-- Begin --
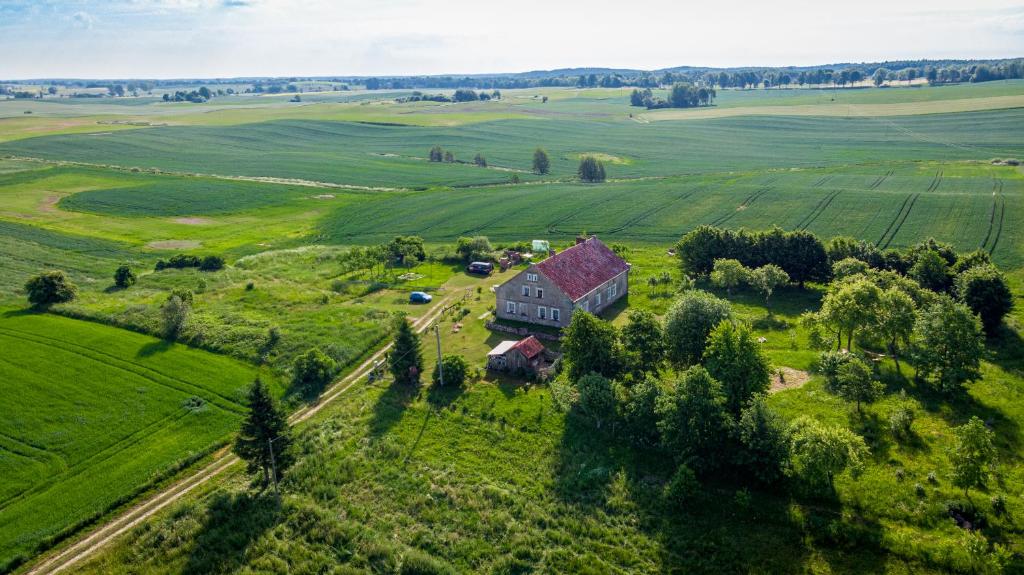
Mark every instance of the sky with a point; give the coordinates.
(120, 39)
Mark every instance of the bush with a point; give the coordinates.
(50, 288)
(313, 370)
(455, 367)
(124, 277)
(211, 263)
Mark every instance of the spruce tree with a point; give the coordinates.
(265, 423)
(406, 360)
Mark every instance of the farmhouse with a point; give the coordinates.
(588, 276)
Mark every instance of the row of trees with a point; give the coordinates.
(681, 95)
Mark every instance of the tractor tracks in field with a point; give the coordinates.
(995, 222)
(818, 209)
(223, 459)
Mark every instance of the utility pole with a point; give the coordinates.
(273, 469)
(440, 366)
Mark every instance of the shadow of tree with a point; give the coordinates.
(233, 523)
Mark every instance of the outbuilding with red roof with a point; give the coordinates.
(588, 276)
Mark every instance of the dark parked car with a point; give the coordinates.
(482, 268)
(419, 298)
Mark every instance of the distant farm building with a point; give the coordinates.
(588, 276)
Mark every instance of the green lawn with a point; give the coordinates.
(93, 415)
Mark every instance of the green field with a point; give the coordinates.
(94, 415)
(496, 479)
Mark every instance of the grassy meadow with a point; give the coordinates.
(95, 415)
(495, 477)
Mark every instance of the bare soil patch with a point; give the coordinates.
(791, 379)
(192, 221)
(174, 245)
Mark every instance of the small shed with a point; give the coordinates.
(527, 355)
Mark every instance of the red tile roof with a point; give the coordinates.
(529, 347)
(583, 267)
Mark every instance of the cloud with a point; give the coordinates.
(82, 18)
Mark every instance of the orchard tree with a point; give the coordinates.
(595, 399)
(766, 278)
(735, 359)
(949, 345)
(727, 274)
(313, 370)
(984, 291)
(590, 347)
(124, 277)
(764, 440)
(973, 454)
(542, 164)
(856, 383)
(694, 422)
(265, 428)
(406, 359)
(687, 324)
(894, 319)
(643, 343)
(820, 452)
(50, 288)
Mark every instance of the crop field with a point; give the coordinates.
(93, 415)
(283, 189)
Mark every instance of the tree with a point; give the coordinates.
(931, 271)
(948, 345)
(473, 249)
(455, 367)
(595, 399)
(589, 347)
(856, 383)
(211, 263)
(984, 291)
(735, 359)
(313, 370)
(591, 170)
(175, 312)
(764, 438)
(638, 405)
(820, 452)
(973, 454)
(50, 288)
(766, 278)
(728, 274)
(848, 267)
(643, 342)
(406, 359)
(542, 165)
(693, 421)
(124, 277)
(688, 322)
(265, 423)
(894, 319)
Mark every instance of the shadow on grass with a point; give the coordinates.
(390, 406)
(233, 523)
(153, 348)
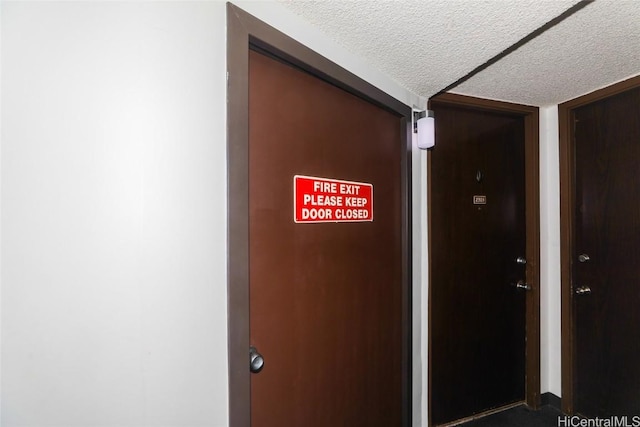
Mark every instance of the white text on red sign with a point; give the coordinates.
(329, 200)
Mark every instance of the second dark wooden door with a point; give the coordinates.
(606, 258)
(478, 231)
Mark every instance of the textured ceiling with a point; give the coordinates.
(428, 44)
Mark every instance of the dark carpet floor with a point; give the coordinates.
(520, 416)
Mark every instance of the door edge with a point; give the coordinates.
(532, 218)
(567, 201)
(245, 32)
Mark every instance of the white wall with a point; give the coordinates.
(550, 252)
(113, 172)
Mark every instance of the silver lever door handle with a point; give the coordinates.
(583, 290)
(256, 361)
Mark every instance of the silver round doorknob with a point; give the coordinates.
(256, 361)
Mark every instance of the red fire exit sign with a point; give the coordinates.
(331, 200)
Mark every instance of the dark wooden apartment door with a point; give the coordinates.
(478, 283)
(325, 297)
(606, 258)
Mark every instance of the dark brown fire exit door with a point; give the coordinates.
(325, 298)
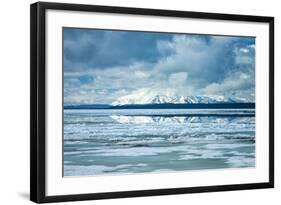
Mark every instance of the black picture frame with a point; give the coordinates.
(38, 101)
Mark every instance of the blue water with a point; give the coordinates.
(135, 141)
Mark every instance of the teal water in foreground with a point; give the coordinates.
(137, 141)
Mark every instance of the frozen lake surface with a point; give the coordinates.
(142, 140)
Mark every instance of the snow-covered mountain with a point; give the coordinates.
(162, 99)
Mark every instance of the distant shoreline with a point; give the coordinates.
(165, 106)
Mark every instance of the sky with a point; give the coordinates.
(101, 66)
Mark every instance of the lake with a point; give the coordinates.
(126, 141)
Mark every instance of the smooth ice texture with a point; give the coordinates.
(143, 140)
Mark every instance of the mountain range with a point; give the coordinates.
(174, 99)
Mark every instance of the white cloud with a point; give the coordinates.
(195, 66)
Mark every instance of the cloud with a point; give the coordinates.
(183, 65)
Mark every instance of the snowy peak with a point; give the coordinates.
(163, 99)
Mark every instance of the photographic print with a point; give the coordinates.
(145, 102)
(133, 102)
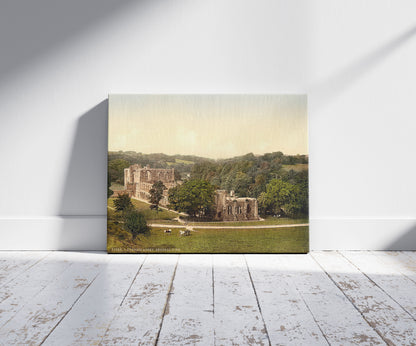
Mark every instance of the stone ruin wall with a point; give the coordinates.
(232, 208)
(138, 181)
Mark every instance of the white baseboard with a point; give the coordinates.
(54, 233)
(89, 233)
(362, 234)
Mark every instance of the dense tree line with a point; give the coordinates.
(132, 220)
(268, 177)
(271, 178)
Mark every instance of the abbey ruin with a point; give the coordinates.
(232, 208)
(139, 180)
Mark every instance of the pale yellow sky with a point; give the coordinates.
(214, 126)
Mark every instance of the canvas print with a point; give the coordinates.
(207, 174)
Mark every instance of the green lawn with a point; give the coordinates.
(298, 167)
(281, 240)
(267, 221)
(149, 214)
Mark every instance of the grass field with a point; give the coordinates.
(149, 214)
(260, 240)
(298, 167)
(267, 221)
(280, 240)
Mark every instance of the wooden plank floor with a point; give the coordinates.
(91, 298)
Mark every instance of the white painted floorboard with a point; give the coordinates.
(335, 298)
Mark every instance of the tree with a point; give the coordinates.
(123, 203)
(135, 223)
(282, 195)
(194, 197)
(156, 193)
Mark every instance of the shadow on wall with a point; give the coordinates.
(25, 27)
(406, 242)
(84, 197)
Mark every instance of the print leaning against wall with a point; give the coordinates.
(207, 174)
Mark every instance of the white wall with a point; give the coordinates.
(60, 59)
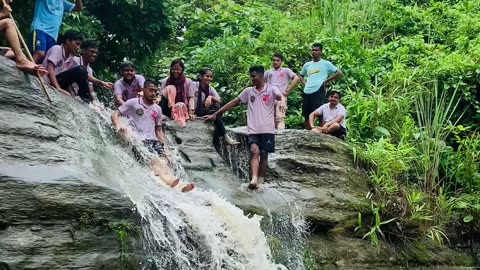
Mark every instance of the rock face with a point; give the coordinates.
(52, 214)
(314, 171)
-- End --
> Task objective
Please render the lines above as a two-column CSV headed "prompt" and "points", one row per line of text, holding that line and every coordinate pair listed under it, with each field quoted and line breaks turned into spaces. Leave the pictures out.

> Solution for this exercise
prompt,points
"Mark every instance of the sky with a point; give the coordinates.","(120, 39)"
"Mark every instance of the bush with a point; give the coordinates.","(50, 288) (313, 370) (455, 367) (124, 277) (211, 263)"
"Mark every instance of the spruce tree with a point; give the coordinates.","(265, 423) (406, 360)"
"Mark every instance of the farmhouse with a point; give the coordinates.","(588, 276)"
"Mark every instance of the row of trees with a point; give the coordinates.","(681, 95)"
"Mark every instance of the tractor tracks in field with a point; give the coordinates.","(995, 222) (818, 209) (223, 459)"
"Mark every instance of the utility pole with a point; give the coordinates.","(273, 469) (440, 366)"
"Mark every instance of the shadow of tree with a point; give the coordinates.","(233, 523)"
"Mark every instance of the outbuilding with red roof with a point; give the coordinates.","(588, 276)"
"Mark every instance of the dark parked car with a point; give the coordinates.","(482, 268) (419, 298)"
"Mark every instance of the distant farm building with a point; give the coordinates.","(588, 276)"
"Mark every instance of the green lawn with a point; give the coordinates.","(93, 415)"
"Mark every instance of the green field with a point; give the coordinates.","(94, 415) (496, 479)"
"Mark every instance of the grassy meadow with a point; give the coordinates.","(95, 415) (495, 477)"
"Mark every instance of the bare soil patch with a point; give the coordinates.","(791, 379) (192, 221) (174, 245)"
"Mark every instance of the small shed with a point; give the coordinates.","(527, 355)"
"Mark every instance of the red tile roof with a point; give the coordinates.","(529, 347) (583, 267)"
"Mark every instance of the cloud with a point; give the coordinates.","(82, 18)"
"Mark every instance of the orchard tree with a point; give the coordinates.","(595, 399) (766, 278) (735, 359) (949, 345) (727, 274) (313, 370) (984, 291) (590, 347) (124, 277) (764, 440) (973, 454) (542, 164) (856, 383) (694, 422) (265, 428) (406, 359) (687, 324) (894, 319) (643, 343) (820, 452) (50, 288)"
"Mark every instance of the crop field with a point; give the coordinates.","(93, 415) (283, 189)"
"Mark every instance of the tree with a point; give the coordinates.","(931, 271) (948, 345) (473, 249) (455, 367) (595, 399) (589, 347) (856, 383) (211, 263) (984, 291) (735, 359) (313, 370) (591, 170) (175, 312) (764, 438) (638, 405) (820, 452) (973, 454) (50, 288) (766, 278) (728, 274) (848, 267) (643, 342) (406, 359) (542, 165) (693, 421) (124, 277) (688, 322) (265, 423) (894, 319)"
"Mark every instance of the shadow on grass with a point; give the coordinates.","(390, 406) (233, 523) (153, 348)"
"Mark every instance of the white text on red sign with a point; give the coordinates.","(329, 200)"
"Mark every instance of the second dark wooden door with a point; give the coordinates.","(606, 258) (478, 231)"
"Mark every instance of the textured ceiling with a point; give the coordinates.","(428, 44)"
"Mark every instance of the dark carpet floor with a point; give the coordinates.","(520, 416)"
"Mark every instance of the door edge with a point; give the coordinates.","(532, 218) (567, 201) (245, 32)"
"Mark every instance of the white wall with a point; give the coordinates.","(550, 252) (113, 172)"
"Mark every instance of the silver lever door handle with a point; give the coordinates.","(583, 290) (256, 361)"
"Mark every instance of the silver round doorknob with a point; give the coordinates.","(256, 361)"
"Mark every instance of the red fire exit sign with a point; give the coordinates.","(331, 200)"
"Mark every instance of the dark wooden apartment door with a point; give the coordinates.","(478, 283) (325, 297) (606, 258)"
"Mark every instance of the dark brown fire exit door with a point; give the coordinates.","(325, 298)"
"Mark every instance of the black picture frame with a point; give the coordinates.","(38, 101)"
"Mark every instance of the blue water with a point; give the coordinates.","(135, 141)"
"Mark every instance of the teal water in foreground with a point; give the coordinates.","(137, 141)"
"Mark every instance of the frozen lake surface with a point; give the coordinates.","(142, 140)"
"Mark every instance of the snow-covered mountain with a point; give the coordinates.","(162, 99)"
"Mark every instance of the distant shoreline with a point; give the coordinates.","(165, 106)"
"Mark every instance of the sky with a point; give the coordinates.","(101, 66)"
"Mark every instance of the lake with a point; give the coordinates.","(126, 141)"
"Mark every instance of the smooth ice texture with a point; give the coordinates.","(143, 140)"
"Mark every instance of the mountain range with a point; give the coordinates.","(174, 99)"
"Mark every instance of the white cloud with a point; give the coordinates.","(195, 66)"
"Mark every instance of the cloud with a point; give the coordinates.","(183, 65)"
"Mark every instance of the snowy peak with a point; give the coordinates.","(163, 99)"
"Mark every instance of the photographic print with a point; give the coordinates.","(145, 102) (133, 102)"
"Mark every instance of the stone ruin wall with a point; give the coordinates.","(232, 208) (138, 181)"
"Mark every instance of the white baseboard with a point; give the coordinates.","(54, 233) (89, 233) (362, 234)"
"Mark every instance of the dense tree line with a point; give the coordinates.","(132, 220) (268, 177) (271, 178)"
"Mark every instance of the abbey ruin with a point; give the coordinates.","(232, 208) (139, 180)"
"Mark every instance of the pale yellow sky with a point; give the coordinates.","(214, 126)"
"Mark every instance of the canvas print with a point; give the coordinates.","(207, 174)"
"Mark every instance of the green lawn with a point; give the coordinates.","(298, 167) (281, 240) (267, 221) (149, 214)"
"Mark every instance of the grass field with a point; give the coordinates.","(149, 214) (260, 240) (298, 167) (267, 221) (280, 240)"
"Mark every instance of the wooden plank floor with a point; give the coordinates.","(91, 298)"
"Mark every instance of the white painted floorboard with a point; give the coordinates.","(335, 298)"
"Mark every instance of the tree with a point; give the coordinates.","(123, 203) (135, 223) (282, 195) (194, 197) (156, 193)"
"Mark every instance of the shadow on wall with a point; give the coordinates.","(25, 27) (406, 242) (84, 197)"
"Mark every instance of the print leaning against wall with a point; give the coordinates.","(207, 174)"
"Mark every instance of the white wall with a point; give the coordinates.","(60, 59)"
"Mark every instance of the rock face with a point; give the coordinates.","(52, 214) (314, 171)"